Ibnu Hazm mempunyai pendpat lain, yang disepakati oleh para ulama lain. Di
antaranya, Malik bin Anas, Musa bin Uqbah, al-Bukhari, Ibnu Qutaibah, ya’qub
bin Sufyan al-Fasawy, an-Nawawy, dan Ibnu Khaldun, bahwa peperangan ini terjadi
pada bulan Sya’ban, tahun ke 4 H.
Kelompok lain mengatakan bahwa peperangan ini terjadi pada bulan Sya’ban,
tahun ke-5 H. Mereka yang mengatakan itu, di antaranya, Musa bin Uqbah, Ibnu
Sa’ad, Ibnu Qutaibah, a;-Baladry, adz-Dzahab y, Ibnu al-Qayyim, Ibnu Hajar
al-Asqalany, ibnu Katsir. Dan diantara para ulama era ini, ada al-Khudry Bek,
al-Ghazaly, al-Buthy, Abu Syuhbah, dan Syekh as-Sa’aty. Pendapat inilah yang
paling shahih dan valid. Allahu A’lam. Sebab, semua dalilnya jelas dan selaras
dalam menguatkan pendapat ini. Di antara dalilnya :
a. Riwayat Baihaqi, dari Urwah, dan Musa bin Uqbah, dari Ibnu Syihab
az-Zuhry, bahwa sanya ia berkata, “Kemudian beliau memerangi Bani Musthaliq dan
Bani Lihyan pada bulan Sya’ban tahun 5 H.
____
**KETENTUAN LATIHAN**
1. Jawablah pertanyaan berikut berdasarkan teks tentang waktu terjadinya peperangan di atas.
(a) Pada bulan dan tahun berapa peperangan ini terjadi menurut pendapat Ibnu Hazm?
(b) Pendapat mana yang disebut paling shahih dan valid?
(c) Menurut riwayat Baihaqi, siapa saja yang diperangi pada bulan Sya'ban tahun 5 H?
2. Berikan lanjutan teks tentang waktu terjadinya peperangan ini, mulai sesudah kalimat terakhirnya.

**MATERI YANG DISEDIAKAN**
____
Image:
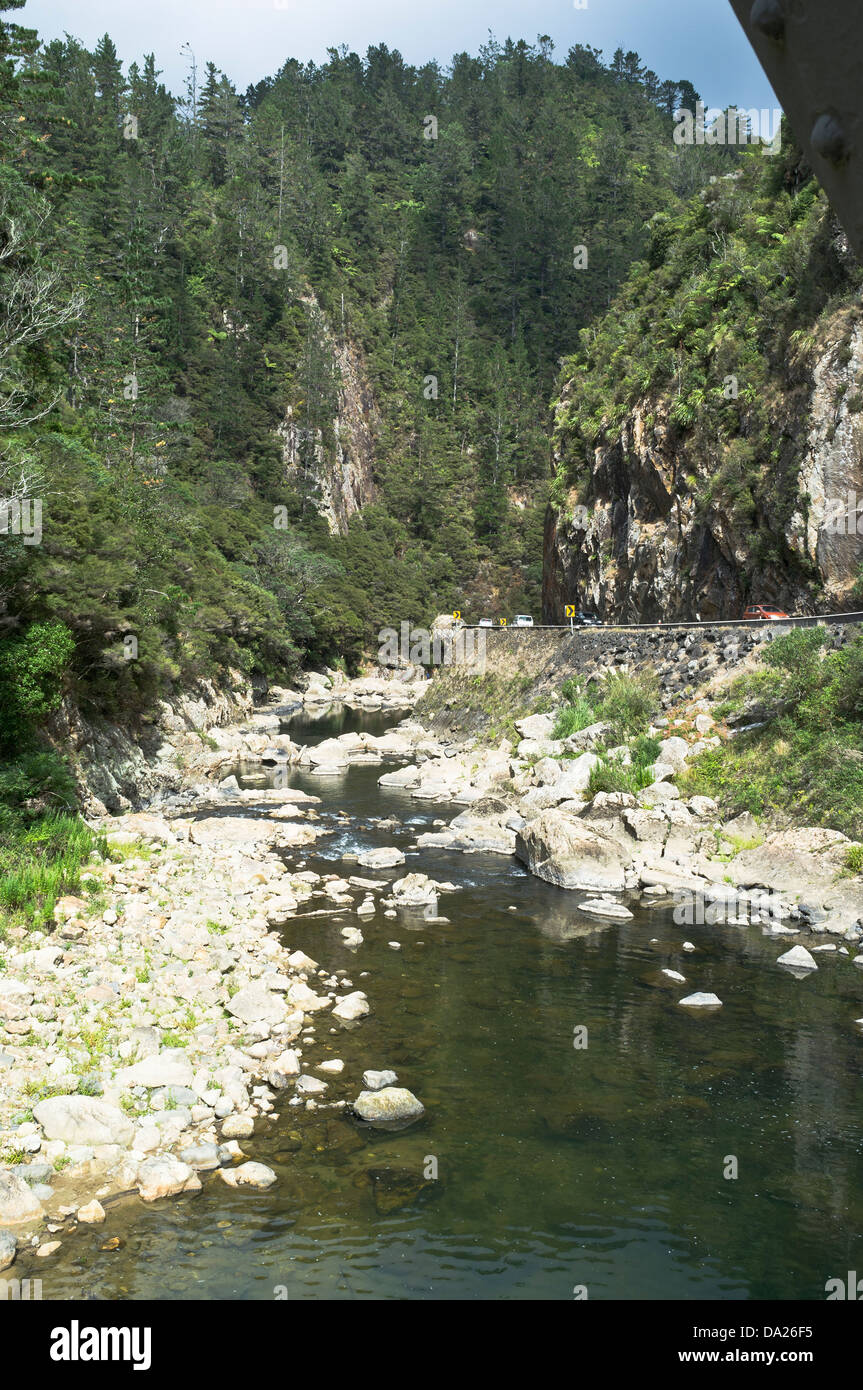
____
**JAWABAN YANG DIHARAPKAN**
1.
(a) Pada bulan Sya'ban, tahun ke-4 H.
(b) Pendapat bahwa peperangan ini terjadi pada bulan Sya'ban, tahun ke-5 H.
(c) Bani Musthaliq dan Bani Lihyan.

2.
b. Ibnu Katsir berkata, “Musa bin Uqbah dari az-Zuhry, “Inilah peperangan
Rasulullahs aw dan beliau turut di sana. Perang Badar terjadi pada bulan
Ramadhan, tahun ke 2 H, kemudian Perang Uhud pada Syawal tahun ke-3 H. Lalu,
Perang Khandaq – yaitu Perang al-Ahzab dan bani Quraizhah – pada bulan Syawal
tahun ke-4 H. Dan Perang Bani Musthaliq dan Bani Lihyan pada Sya’ban tahun
ke-5H.
Kemudian Ibnu Katsir memaparkan pendpat Bukhari dan Musa bin Uqbah, bahwa
Perang Bani Musthaliq pada tahun 4H. Setelah itu ia berkata, “Demikianlah
riwayat Bukhari, dari riwayat peperangan dari Musa bin Uqbah, bahwa perang ini
terjadi pada tahun 4 H. Adapun yang diceritakan oleh Musa bin Uqbah, dari
az-Zuhry, dan Urwah, peperangan ini terjadi pada bulan Sya’ban tahun 5 H.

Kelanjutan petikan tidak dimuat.